▶ **Short problem**
Exact repetition is required: output every record in full.

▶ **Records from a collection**

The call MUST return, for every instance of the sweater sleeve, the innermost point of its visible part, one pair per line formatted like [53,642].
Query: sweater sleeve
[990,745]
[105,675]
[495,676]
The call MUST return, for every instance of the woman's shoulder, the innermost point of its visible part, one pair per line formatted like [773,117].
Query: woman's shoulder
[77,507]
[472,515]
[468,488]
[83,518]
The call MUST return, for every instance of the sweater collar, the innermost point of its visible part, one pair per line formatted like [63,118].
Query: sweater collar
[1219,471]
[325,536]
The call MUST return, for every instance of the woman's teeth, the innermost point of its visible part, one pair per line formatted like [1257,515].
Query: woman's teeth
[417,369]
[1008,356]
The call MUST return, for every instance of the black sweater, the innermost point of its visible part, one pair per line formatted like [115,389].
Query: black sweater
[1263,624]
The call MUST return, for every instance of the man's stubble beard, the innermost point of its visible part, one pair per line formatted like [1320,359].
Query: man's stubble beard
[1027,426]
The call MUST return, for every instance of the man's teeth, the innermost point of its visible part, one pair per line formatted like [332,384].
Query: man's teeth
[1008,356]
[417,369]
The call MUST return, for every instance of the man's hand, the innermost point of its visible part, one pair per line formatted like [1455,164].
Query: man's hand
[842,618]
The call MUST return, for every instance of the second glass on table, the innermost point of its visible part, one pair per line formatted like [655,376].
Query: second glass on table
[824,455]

▶ **Worked solution**
The call MUST return, for every instance of the sweater sleeve, the innermost point of its visible part, one pair per line formatted like [53,642].
Query: sweater sleeve
[990,745]
[105,675]
[495,676]
The call MUST return, for every instance of the woman's shoulder, the innermost point of its visible part, one pair per line formatted like [773,117].
Query: woman's shoulder
[77,507]
[472,515]
[468,488]
[83,518]
The call MUST return, for every instance of the sweater collar, the innermost point of its visible part, one pair per line formatted like [63,118].
Query: sweater collar
[1219,471]
[325,536]
The call MUST return, for every instance of the woman's teeth, the innermost point of its visible part, one pair per line formatted like [1257,515].
Query: woman's teeth
[417,369]
[1008,356]
The call MUST return, for every instance of the black sweater, the innermost point of its visible part, one pair per line formatted like [115,389].
Query: black sweater
[1263,624]
The call MUST return, for every instance of the man's stubble beard, the innermost point of its visible part, one pair per line formatted like [1320,359].
Query: man's stubble beard
[1027,426]
The call MUST return, for every instance of the man's teeth, the innermost point of its visible part, one pair per line formatted like [332,384].
Query: man's teeth
[1008,356]
[417,369]
The call MUST return, for every instance of the man's hand, the innermost point of its visible part, one pair per line formatted like [1455,164].
Query: man's hand
[842,618]
The call MUST return, for every instance of the second glass on table, the innermost point of its visible part, one pair per line formatted like [655,376].
Query: second glass on table
[824,455]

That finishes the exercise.